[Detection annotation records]

__________

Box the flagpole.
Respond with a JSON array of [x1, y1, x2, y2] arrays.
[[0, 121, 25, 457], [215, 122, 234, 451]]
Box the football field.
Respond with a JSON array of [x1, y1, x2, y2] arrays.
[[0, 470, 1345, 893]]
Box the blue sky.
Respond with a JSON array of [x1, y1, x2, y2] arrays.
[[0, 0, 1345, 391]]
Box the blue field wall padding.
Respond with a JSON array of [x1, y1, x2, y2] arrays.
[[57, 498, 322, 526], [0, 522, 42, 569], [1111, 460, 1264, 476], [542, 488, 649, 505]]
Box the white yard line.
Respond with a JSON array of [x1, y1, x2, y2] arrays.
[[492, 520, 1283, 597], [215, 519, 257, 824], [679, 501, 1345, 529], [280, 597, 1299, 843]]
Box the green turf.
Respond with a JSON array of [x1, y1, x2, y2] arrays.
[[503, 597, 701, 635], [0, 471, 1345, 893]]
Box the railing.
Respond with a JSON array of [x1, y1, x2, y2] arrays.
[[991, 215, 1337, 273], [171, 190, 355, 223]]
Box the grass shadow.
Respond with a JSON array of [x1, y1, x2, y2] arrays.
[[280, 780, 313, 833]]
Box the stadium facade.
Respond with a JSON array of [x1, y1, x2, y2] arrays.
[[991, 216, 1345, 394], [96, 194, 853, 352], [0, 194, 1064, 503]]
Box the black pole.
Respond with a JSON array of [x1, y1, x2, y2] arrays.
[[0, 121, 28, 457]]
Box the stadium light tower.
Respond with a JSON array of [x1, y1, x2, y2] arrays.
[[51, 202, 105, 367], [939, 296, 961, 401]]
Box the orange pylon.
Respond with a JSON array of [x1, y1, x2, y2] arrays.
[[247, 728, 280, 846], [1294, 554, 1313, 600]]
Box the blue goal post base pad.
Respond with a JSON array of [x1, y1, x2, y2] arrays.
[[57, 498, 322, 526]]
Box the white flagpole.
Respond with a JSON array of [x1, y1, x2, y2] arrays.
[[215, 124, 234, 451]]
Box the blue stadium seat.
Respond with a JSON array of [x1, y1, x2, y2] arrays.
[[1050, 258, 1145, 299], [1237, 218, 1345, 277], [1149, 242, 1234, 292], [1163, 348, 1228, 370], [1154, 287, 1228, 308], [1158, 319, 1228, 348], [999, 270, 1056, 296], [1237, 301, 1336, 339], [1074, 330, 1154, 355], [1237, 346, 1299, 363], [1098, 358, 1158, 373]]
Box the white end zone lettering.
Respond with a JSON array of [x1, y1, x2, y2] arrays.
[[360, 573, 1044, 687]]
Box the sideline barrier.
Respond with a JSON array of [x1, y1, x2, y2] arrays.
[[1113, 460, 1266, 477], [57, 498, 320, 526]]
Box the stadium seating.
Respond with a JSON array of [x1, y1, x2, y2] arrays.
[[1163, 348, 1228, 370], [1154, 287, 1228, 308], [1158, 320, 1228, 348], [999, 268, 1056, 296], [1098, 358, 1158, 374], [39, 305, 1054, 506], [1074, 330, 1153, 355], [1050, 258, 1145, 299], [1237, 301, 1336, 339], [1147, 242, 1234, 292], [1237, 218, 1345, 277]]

__________

=== WRITTEN PROBLEM ===
Format all of the data above as a numbered list, omitting any blank lines.

=== OUTPUT OF THE EXERCISE ===
1. Box the flagpole.
2. Respond with a JSON array of [x1, y1, x2, y2] arrays.
3. [[0, 121, 25, 457], [215, 122, 234, 451]]
4. Box the football field.
5. Respond with a JSON array of [x1, y1, x2, y2] arrays.
6. [[0, 470, 1345, 893]]
7. Box the blue sky.
8. Respond with a JSON array of [x1, y1, x2, y2] arrays.
9. [[0, 0, 1345, 391]]
10. Box the blue field wall padding.
11. Respond with a JSON array of [x1, y1, x2, y2] arrays.
12. [[57, 498, 322, 526], [0, 522, 42, 569], [1111, 460, 1264, 476], [542, 488, 649, 505]]
13. Box the white yard line.
14. Respond with a JSON array of [x1, y1, x2, y2] arrays.
15. [[492, 520, 1283, 597], [215, 519, 257, 824], [679, 501, 1345, 529], [280, 597, 1299, 843]]
16. Box the green turf.
17. Respond with a JSON array of [x1, y1, x2, y2] arrays.
18. [[503, 597, 701, 635], [0, 471, 1345, 893]]
19. Box the railing.
20. Respond with a JSON array of [x1, y1, x2, y2] arrays.
21. [[991, 215, 1337, 273], [171, 190, 355, 223]]
22. Box the grass shadow.
23. Respond with a JSON array of [x1, y1, x2, y2] arrays.
24. [[280, 780, 313, 833]]
25. Box the stadium facade.
26. Respond with a JSON array of [x1, y1, x2, y2] arrays.
27. [[991, 216, 1345, 394], [96, 194, 853, 352], [0, 194, 1064, 503]]
28. Box the black pole.
29. Respond with a JSON array of [x1, y1, x2, y2] arrays.
30. [[0, 121, 28, 457]]
31. Box the stadium light tower.
32. Respond with a JSON array of [x1, y1, x2, y2] arrays.
33. [[51, 202, 105, 367], [939, 296, 961, 401]]
34. Box the orange pylon.
35. Respond with a JSON array of [x1, y1, x2, y2] arrays.
36. [[247, 728, 280, 846], [1294, 554, 1313, 600]]
37. Box the blue goal post base pad.
38. Respond with a JSON array of [x1, y1, x2, y2] arrays.
39. [[57, 498, 322, 526]]
40. Box the white flagpole.
41. Respond with a JSON array of [x1, y1, x2, y2] arrays.
42. [[215, 124, 234, 451]]
43. Box the blue stadium seat.
44. Respond with a JSON array of [x1, y1, x2, y2] arrays.
45. [[1050, 258, 1145, 299], [1237, 218, 1345, 277], [1149, 242, 1234, 292], [1163, 348, 1228, 370], [1154, 287, 1228, 308], [1158, 319, 1228, 348], [999, 270, 1056, 296], [1237, 301, 1336, 339], [1074, 330, 1154, 355], [1237, 346, 1299, 363], [1098, 358, 1158, 373]]
46. Box the white end zone lettering.
47. Respond with a JSON array of [x1, y1, x2, y2] arrays.
48. [[360, 573, 1044, 687]]
49. Box the sideline barrier.
50. Respond with a JSON array of [x1, y1, x2, y2] arrays.
51. [[1113, 460, 1266, 477], [57, 498, 320, 526]]
52. Box the stadium seating.
53. Respond with a JSON array of [x1, y1, x2, y2] arrays.
54. [[1163, 348, 1228, 370], [1154, 287, 1228, 308], [1158, 320, 1228, 348], [999, 268, 1056, 296], [1098, 358, 1158, 374], [39, 305, 1054, 506], [1074, 330, 1153, 355], [1050, 258, 1145, 299], [1237, 301, 1336, 339], [1147, 242, 1234, 292], [1237, 218, 1345, 277]]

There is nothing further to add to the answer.